Look for "hull" in the records and copy every line that has it.

Data extracted from a collection:

::::::::::

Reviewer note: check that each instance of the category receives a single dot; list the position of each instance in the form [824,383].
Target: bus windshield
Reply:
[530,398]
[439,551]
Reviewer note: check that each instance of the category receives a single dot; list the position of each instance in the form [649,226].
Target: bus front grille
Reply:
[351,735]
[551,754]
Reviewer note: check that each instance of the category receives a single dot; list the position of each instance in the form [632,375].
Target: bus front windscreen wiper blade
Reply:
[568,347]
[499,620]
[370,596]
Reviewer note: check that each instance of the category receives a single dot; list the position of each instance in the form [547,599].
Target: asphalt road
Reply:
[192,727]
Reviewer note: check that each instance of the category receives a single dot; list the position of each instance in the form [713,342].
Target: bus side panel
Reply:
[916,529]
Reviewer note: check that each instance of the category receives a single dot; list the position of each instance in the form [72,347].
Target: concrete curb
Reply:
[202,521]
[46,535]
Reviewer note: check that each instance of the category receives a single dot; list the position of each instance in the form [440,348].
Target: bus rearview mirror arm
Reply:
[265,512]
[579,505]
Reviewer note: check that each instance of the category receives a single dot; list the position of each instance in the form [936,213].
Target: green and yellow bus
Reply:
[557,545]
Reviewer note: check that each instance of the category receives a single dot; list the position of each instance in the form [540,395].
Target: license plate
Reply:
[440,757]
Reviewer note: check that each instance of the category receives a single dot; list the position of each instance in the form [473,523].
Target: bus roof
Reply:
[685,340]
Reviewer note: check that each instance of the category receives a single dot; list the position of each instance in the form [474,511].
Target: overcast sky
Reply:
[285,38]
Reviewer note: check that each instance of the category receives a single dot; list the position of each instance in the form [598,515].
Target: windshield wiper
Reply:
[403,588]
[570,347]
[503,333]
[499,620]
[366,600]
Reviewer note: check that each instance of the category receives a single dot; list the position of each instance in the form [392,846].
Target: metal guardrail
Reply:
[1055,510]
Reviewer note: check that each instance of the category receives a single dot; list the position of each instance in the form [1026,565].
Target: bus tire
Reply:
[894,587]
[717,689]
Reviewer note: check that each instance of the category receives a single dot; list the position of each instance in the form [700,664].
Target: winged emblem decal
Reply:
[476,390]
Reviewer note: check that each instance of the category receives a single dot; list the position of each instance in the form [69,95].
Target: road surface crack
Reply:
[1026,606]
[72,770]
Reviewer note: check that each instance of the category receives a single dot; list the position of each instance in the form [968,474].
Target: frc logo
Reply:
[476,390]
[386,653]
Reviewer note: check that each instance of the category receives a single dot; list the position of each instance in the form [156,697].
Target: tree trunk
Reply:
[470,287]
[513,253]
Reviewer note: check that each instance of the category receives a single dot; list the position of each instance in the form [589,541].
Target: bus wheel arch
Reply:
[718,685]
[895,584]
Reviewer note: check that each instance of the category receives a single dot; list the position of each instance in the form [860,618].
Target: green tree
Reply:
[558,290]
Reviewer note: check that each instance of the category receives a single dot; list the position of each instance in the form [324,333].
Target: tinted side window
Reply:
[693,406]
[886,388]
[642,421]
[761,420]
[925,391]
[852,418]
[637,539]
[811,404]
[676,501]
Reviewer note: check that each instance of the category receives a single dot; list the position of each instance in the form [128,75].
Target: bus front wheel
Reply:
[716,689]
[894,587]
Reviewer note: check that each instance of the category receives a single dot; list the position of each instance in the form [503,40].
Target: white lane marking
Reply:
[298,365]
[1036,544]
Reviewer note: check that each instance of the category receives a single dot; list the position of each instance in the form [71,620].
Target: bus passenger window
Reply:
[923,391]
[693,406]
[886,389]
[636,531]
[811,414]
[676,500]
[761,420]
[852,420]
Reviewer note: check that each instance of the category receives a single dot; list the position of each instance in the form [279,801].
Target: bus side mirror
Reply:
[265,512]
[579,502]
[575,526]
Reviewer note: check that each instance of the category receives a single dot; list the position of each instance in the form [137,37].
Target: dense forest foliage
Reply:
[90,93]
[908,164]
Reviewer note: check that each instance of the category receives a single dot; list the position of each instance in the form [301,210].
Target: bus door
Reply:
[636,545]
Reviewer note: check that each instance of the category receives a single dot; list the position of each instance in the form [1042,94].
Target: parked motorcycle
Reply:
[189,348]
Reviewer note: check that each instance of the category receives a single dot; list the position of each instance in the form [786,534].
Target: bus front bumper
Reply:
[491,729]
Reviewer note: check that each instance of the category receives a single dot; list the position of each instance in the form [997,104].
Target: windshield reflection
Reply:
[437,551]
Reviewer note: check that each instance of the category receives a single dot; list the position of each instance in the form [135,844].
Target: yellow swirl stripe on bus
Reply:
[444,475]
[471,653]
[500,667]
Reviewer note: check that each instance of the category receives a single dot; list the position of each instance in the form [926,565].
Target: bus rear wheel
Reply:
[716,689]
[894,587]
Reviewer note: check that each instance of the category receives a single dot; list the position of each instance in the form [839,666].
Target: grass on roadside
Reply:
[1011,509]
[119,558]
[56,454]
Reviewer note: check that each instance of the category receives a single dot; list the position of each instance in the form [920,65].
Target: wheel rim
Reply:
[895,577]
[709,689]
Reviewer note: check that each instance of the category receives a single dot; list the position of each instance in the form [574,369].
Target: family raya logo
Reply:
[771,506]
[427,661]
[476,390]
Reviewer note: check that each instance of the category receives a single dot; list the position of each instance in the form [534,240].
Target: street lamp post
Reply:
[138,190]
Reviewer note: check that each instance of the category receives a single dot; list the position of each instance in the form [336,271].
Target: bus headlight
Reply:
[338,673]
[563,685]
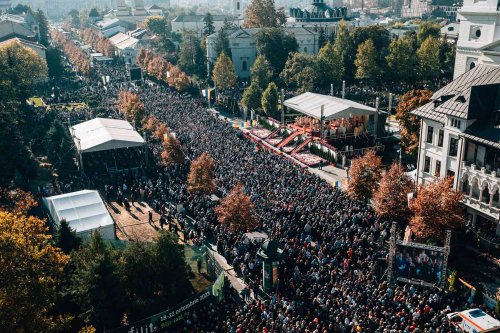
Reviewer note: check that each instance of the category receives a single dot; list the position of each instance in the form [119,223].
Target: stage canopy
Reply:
[105,134]
[83,210]
[334,107]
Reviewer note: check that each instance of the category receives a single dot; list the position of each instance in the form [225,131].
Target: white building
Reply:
[196,23]
[244,51]
[479,35]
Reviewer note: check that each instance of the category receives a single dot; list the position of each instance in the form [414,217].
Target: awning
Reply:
[105,134]
[334,107]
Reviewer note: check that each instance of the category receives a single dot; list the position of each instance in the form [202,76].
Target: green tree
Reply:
[427,29]
[366,61]
[252,96]
[263,14]
[270,99]
[43,27]
[428,59]
[191,56]
[209,27]
[261,71]
[401,60]
[300,72]
[20,70]
[66,238]
[275,45]
[330,65]
[223,74]
[96,285]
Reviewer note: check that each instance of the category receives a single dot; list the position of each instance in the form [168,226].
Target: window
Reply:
[427,164]
[453,146]
[440,138]
[430,132]
[437,169]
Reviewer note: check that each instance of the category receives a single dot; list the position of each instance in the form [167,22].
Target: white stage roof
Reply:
[105,134]
[83,210]
[334,107]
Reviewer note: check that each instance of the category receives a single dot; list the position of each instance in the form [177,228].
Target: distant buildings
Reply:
[243,46]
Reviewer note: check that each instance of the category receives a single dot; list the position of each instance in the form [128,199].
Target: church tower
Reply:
[479,35]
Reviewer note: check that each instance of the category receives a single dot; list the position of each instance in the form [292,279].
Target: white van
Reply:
[474,321]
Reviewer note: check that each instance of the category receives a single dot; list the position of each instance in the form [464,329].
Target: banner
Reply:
[166,319]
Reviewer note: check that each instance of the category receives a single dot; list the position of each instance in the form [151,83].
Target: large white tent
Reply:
[105,134]
[83,210]
[334,107]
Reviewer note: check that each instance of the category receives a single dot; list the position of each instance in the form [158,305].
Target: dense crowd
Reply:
[334,248]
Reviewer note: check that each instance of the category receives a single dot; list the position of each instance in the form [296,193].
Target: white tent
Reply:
[104,134]
[83,210]
[334,107]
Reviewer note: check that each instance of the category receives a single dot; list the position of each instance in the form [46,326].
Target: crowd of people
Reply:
[334,254]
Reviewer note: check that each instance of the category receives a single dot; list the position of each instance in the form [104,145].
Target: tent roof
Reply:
[104,134]
[83,210]
[334,107]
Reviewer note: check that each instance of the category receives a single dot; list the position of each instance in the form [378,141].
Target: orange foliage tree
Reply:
[436,209]
[202,174]
[364,175]
[235,210]
[172,151]
[409,124]
[390,199]
[131,107]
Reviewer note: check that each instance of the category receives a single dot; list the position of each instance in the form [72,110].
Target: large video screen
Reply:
[418,264]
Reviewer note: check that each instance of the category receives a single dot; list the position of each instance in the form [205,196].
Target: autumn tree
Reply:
[436,208]
[31,271]
[390,198]
[252,97]
[263,14]
[223,73]
[235,210]
[364,176]
[262,72]
[408,123]
[172,151]
[202,175]
[270,99]
[131,107]
[366,61]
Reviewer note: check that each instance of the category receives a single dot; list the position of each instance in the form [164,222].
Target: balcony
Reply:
[481,190]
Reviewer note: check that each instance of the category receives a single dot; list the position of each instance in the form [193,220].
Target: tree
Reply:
[66,238]
[95,284]
[32,269]
[275,45]
[172,151]
[202,174]
[330,64]
[262,14]
[436,209]
[131,107]
[270,99]
[300,72]
[20,70]
[408,123]
[390,198]
[209,27]
[235,210]
[223,73]
[252,96]
[401,59]
[261,72]
[364,176]
[428,59]
[427,29]
[366,61]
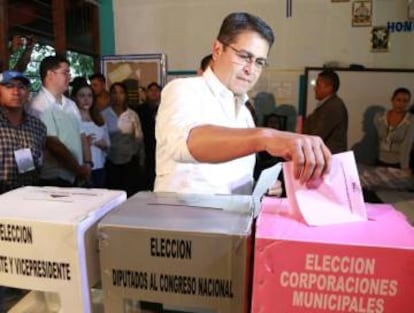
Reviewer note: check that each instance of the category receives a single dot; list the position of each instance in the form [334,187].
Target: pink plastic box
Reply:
[361,267]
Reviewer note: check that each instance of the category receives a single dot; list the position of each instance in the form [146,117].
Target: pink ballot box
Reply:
[363,267]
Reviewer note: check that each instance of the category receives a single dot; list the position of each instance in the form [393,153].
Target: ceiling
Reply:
[34,17]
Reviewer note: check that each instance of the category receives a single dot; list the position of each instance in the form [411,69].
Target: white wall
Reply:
[319,31]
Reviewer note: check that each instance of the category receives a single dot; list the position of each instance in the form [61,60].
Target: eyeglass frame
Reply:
[248,57]
[19,85]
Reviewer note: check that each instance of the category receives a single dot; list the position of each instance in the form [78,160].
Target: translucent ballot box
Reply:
[48,244]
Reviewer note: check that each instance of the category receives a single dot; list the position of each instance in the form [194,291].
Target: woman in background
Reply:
[95,129]
[395,129]
[125,160]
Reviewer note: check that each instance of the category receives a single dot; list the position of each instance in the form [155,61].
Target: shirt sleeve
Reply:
[177,115]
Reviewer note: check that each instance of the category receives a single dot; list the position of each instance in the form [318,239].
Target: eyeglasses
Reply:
[248,58]
[11,85]
[64,73]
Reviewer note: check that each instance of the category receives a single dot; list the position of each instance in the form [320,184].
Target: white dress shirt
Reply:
[62,120]
[185,104]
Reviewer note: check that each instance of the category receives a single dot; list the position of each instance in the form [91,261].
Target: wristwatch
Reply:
[89,163]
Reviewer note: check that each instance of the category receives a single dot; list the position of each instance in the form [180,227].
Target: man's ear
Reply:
[217,49]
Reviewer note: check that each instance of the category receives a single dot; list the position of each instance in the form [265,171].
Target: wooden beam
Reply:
[59,25]
[94,26]
[4,30]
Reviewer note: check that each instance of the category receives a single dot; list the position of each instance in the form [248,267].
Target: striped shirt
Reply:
[31,134]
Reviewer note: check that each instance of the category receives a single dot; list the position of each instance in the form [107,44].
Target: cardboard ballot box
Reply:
[48,243]
[355,267]
[165,252]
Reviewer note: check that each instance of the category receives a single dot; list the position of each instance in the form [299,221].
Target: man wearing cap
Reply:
[67,157]
[22,136]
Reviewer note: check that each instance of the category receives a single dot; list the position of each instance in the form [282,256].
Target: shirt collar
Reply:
[51,98]
[219,90]
[324,100]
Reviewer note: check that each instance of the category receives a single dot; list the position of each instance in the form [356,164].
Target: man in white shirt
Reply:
[67,155]
[206,139]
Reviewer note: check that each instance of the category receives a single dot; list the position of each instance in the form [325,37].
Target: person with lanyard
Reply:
[22,140]
[67,159]
[206,137]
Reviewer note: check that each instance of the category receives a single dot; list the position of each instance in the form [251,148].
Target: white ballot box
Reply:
[48,244]
[166,252]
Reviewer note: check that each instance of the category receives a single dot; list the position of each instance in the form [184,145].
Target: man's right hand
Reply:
[311,158]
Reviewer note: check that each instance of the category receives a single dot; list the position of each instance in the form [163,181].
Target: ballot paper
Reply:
[336,198]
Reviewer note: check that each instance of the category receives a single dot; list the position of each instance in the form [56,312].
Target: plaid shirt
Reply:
[31,133]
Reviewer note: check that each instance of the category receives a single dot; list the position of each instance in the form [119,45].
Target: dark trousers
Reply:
[128,176]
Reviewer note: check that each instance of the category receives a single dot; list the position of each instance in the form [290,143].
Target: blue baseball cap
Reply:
[7,76]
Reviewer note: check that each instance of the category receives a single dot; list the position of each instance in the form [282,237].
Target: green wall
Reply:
[106,28]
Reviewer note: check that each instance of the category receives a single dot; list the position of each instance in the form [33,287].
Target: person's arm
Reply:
[86,151]
[326,119]
[65,158]
[214,144]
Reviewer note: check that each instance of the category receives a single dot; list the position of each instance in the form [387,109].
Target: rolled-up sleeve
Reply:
[177,115]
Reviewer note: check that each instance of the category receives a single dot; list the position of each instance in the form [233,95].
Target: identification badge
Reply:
[24,160]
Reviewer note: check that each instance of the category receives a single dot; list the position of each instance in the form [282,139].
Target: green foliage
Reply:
[80,64]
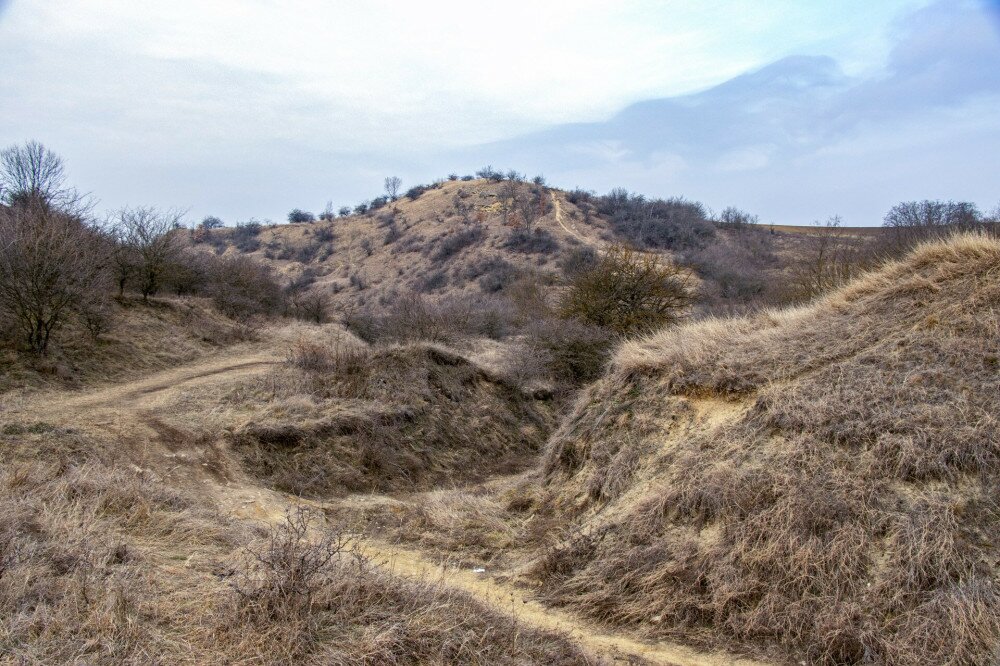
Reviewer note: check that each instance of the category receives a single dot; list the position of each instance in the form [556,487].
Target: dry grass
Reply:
[340,419]
[100,563]
[142,338]
[823,480]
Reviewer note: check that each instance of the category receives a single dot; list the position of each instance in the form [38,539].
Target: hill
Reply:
[822,479]
[477,239]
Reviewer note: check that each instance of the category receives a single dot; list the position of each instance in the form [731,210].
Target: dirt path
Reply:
[144,393]
[571,231]
[135,406]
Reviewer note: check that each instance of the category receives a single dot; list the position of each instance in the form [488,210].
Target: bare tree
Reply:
[144,235]
[50,264]
[392,185]
[630,292]
[31,172]
[830,257]
[910,222]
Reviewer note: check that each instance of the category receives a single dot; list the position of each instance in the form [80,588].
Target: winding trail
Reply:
[132,409]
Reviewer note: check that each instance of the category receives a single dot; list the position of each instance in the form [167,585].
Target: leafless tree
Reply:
[392,185]
[910,222]
[831,256]
[50,264]
[32,174]
[144,236]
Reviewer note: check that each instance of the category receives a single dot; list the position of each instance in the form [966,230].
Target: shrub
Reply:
[414,192]
[734,218]
[50,263]
[392,234]
[493,273]
[911,222]
[298,216]
[242,288]
[578,196]
[245,235]
[573,351]
[537,241]
[578,260]
[280,577]
[675,223]
[324,235]
[450,245]
[489,173]
[629,292]
[433,281]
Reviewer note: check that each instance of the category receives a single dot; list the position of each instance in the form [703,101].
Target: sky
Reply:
[246,109]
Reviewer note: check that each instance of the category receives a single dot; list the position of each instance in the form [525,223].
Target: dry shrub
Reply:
[305,595]
[821,481]
[397,418]
[629,292]
[572,351]
[101,564]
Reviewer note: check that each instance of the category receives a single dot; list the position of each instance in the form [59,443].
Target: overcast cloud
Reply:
[241,109]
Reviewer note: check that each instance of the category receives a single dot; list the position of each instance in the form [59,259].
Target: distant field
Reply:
[812,229]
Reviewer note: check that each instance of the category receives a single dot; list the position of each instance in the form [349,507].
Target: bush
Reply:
[324,235]
[489,173]
[674,224]
[537,241]
[493,273]
[433,281]
[912,222]
[242,288]
[573,351]
[629,292]
[578,260]
[298,216]
[392,234]
[578,196]
[415,317]
[245,235]
[734,218]
[50,263]
[414,192]
[452,244]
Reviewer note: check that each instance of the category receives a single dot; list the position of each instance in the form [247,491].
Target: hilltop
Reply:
[475,239]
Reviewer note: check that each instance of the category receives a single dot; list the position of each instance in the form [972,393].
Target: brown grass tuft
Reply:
[822,480]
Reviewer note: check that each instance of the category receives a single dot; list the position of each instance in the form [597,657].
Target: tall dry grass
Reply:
[822,481]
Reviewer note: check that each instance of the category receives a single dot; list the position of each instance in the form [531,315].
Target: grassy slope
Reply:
[359,248]
[143,337]
[824,479]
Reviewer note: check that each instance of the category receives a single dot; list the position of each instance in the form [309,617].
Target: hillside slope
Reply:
[452,239]
[824,480]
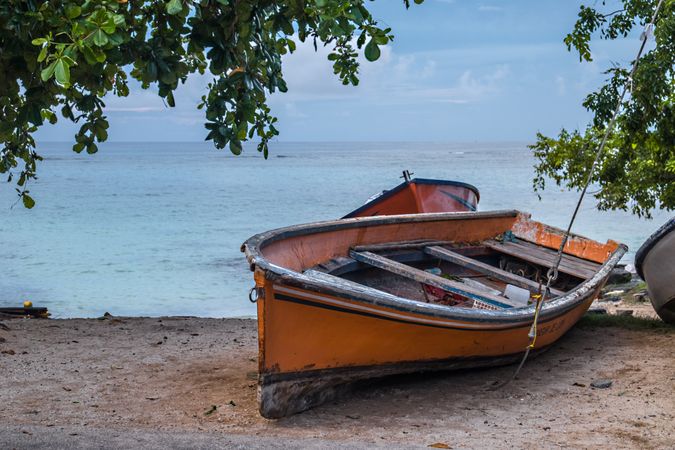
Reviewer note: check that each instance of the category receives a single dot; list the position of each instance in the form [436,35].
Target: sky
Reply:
[457,71]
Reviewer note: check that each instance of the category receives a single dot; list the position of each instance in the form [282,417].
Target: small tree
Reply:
[64,56]
[637,170]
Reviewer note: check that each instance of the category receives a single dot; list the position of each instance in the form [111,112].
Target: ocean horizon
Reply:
[153,229]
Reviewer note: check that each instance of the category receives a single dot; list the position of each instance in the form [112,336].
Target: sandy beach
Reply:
[191,383]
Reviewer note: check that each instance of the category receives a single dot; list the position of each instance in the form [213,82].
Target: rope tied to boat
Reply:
[552,273]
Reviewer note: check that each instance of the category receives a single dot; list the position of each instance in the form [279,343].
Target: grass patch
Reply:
[626,322]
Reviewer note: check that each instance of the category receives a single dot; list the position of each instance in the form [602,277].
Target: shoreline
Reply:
[163,376]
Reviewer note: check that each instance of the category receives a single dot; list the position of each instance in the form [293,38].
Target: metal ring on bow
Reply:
[552,274]
[251,297]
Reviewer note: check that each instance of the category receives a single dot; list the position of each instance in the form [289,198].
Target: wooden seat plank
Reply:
[490,271]
[567,258]
[568,261]
[433,280]
[569,264]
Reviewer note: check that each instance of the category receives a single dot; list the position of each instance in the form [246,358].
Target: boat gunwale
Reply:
[551,309]
[389,192]
[650,243]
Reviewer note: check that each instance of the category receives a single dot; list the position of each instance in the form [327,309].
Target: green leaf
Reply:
[372,51]
[72,11]
[43,54]
[28,201]
[109,26]
[62,73]
[48,71]
[174,7]
[100,38]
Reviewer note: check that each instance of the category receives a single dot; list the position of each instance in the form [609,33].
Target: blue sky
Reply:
[458,70]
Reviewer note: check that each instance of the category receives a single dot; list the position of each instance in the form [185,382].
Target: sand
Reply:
[190,382]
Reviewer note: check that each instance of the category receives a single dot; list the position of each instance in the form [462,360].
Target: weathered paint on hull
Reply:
[655,262]
[421,195]
[314,335]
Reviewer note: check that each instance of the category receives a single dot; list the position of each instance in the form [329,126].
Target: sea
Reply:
[153,229]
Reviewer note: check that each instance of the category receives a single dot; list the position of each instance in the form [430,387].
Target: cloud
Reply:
[393,79]
[138,109]
[490,8]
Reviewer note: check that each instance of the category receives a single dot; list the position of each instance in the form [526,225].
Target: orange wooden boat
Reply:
[420,195]
[351,299]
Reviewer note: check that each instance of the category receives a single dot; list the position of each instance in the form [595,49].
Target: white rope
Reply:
[553,271]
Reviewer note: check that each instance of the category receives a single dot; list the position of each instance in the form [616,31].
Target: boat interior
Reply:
[502,272]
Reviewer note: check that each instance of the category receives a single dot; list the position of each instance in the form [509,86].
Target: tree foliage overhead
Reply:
[637,170]
[60,57]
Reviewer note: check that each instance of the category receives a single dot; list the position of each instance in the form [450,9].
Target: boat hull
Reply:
[421,195]
[655,262]
[317,336]
[311,336]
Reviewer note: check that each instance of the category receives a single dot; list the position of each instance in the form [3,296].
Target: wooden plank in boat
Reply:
[569,264]
[433,280]
[348,284]
[402,245]
[486,269]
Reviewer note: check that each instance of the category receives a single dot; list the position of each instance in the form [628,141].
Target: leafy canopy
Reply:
[637,170]
[63,56]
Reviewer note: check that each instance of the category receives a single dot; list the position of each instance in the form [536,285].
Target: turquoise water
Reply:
[155,229]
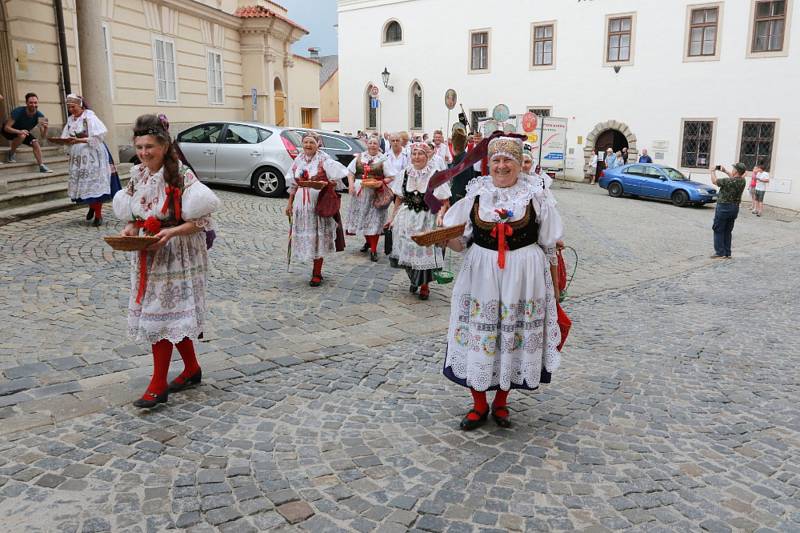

::::::::::

Answer for this exercise:
Target: weathered paint on hull
Target: boat hull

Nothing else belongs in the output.